Object pointing dataset rows:
───
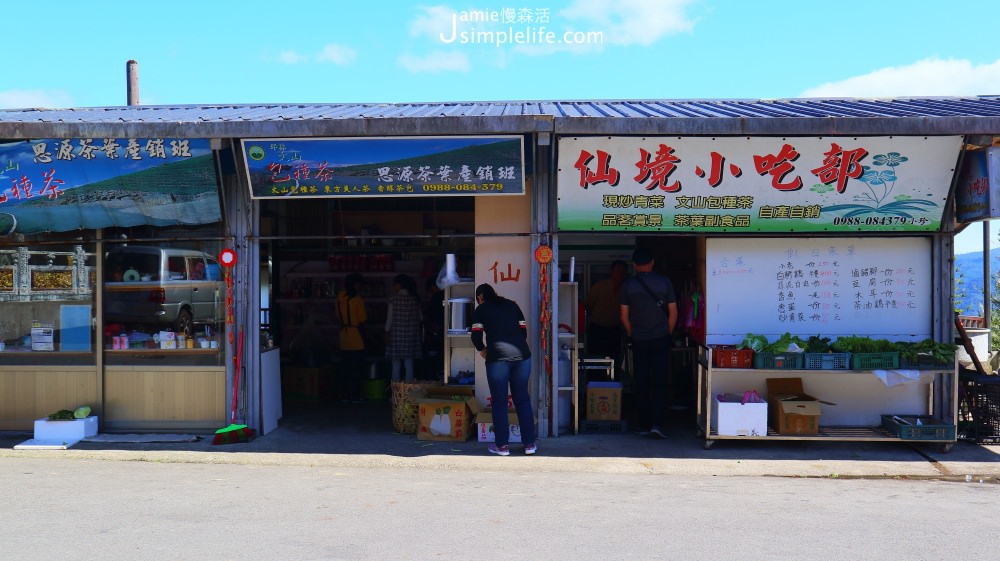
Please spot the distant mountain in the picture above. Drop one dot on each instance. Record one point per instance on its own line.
(969, 280)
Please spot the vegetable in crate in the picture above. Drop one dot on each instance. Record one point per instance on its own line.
(784, 343)
(854, 344)
(817, 344)
(62, 415)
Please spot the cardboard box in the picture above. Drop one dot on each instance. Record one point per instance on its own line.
(604, 401)
(445, 413)
(732, 417)
(484, 427)
(791, 410)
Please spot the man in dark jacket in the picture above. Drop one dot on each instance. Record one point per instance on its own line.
(649, 314)
(508, 364)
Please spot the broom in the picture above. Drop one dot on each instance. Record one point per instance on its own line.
(234, 433)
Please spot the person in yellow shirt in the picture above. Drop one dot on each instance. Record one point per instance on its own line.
(352, 316)
(604, 324)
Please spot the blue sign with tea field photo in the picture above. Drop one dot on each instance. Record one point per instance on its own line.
(385, 166)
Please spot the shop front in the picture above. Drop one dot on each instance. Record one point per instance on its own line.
(107, 274)
(111, 291)
(765, 237)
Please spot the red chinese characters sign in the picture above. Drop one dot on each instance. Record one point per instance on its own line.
(755, 184)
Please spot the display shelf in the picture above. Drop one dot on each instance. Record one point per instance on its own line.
(565, 385)
(459, 352)
(856, 400)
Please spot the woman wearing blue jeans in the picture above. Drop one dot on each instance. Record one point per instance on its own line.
(508, 364)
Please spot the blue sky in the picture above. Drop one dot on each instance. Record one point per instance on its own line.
(74, 54)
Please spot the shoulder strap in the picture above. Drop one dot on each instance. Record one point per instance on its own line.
(659, 301)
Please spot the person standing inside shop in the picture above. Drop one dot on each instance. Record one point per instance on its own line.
(508, 365)
(648, 315)
(352, 316)
(402, 327)
(604, 324)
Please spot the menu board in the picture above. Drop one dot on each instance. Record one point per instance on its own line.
(874, 287)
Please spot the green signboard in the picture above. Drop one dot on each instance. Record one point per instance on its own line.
(754, 184)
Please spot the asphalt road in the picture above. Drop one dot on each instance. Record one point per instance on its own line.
(79, 508)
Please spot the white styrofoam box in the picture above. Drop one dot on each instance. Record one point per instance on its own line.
───
- Stated goal: Please render every line of the records above as a JSON list of strings, one string per line, with blank lines and the pictures left out.

- Task solution:
[
  "Please spot the distant mountain in the picture above. Drop one dot on each instance. Record one point per instance on its own line.",
  "(969, 280)",
  "Please spot the vegetable in crate in the picture above. Drop one dot on each instance. Record one point per instance on its own line.",
  "(784, 343)",
  "(854, 344)",
  "(817, 344)",
  "(62, 415)",
  "Please spot the cardboard box in the picture above. Drop one dot on each instance. Record one point per instance on its own line.",
  "(604, 401)",
  "(445, 413)",
  "(732, 417)",
  "(484, 427)",
  "(791, 410)",
  "Please spot the man in dark jacket in the picture above. Drop one dot on each instance. Record one point per instance on its own line.",
  "(649, 314)",
  "(508, 364)",
  "Please spot the broom in the picture above. Drop one dot on each instance. Record one point per instance on its own line.",
  "(234, 433)",
  "Please spot the person in yellow shirt in the picture above. Drop one dot on each instance. Record one point per instance on its own line.",
  "(352, 316)",
  "(604, 324)",
  "Please spot the blue sign with tea field photo in the picture above. Drop one dot on each instance. Record one point per instance on its own line.",
  "(385, 166)",
  "Please spot the shop front in the picture above. Drop one dot on each instance. Record one point per instance on its own line.",
  "(107, 274)",
  "(111, 291)",
  "(765, 237)",
  "Please spot the red chinese characters sign in the picture above. Drop one dot on each instance. Record one point per instance on its own line.",
  "(755, 184)",
  "Please spot the display shelf in the picture above. Drop one dot on each instance. Record one point per instance on its own line.",
  "(565, 385)",
  "(459, 352)",
  "(856, 400)",
  "Please spot the woman wearing blue jeans in the picture above. Drop one dot on each instance. Record one point per instance on its own line.",
  "(508, 364)",
  "Please spot the blue sky in the picture above. Drop one dot on each instance. Record one point per instance on its own line.",
  "(74, 54)",
  "Please spot the shoulder strap in the picture above. Drop one dot on each instance. Record one point per instance on its own line.",
  "(659, 301)",
  "Please spot the person standing inside shop in the picture above. Drop one dot on each instance. Record one point per instance on its own line.",
  "(508, 365)",
  "(648, 315)",
  "(352, 316)",
  "(402, 327)",
  "(604, 324)",
  "Please spot the menu board in the picture above. Drop one dot on each instance. Record one point per instance on its own line.",
  "(874, 287)",
  "Please spot the green signboard in the picture above. Drop one dot on each instance. Record one point per instance on its own line.",
  "(754, 184)",
  "Please spot the asphalt road in the picture above. Drop one dot on each instance. Record one point per instance on its own line.",
  "(79, 508)",
  "Please spot the white styrofoam box in the picture above. Drop one dot on each instance. Record one point per instance on its own line."
]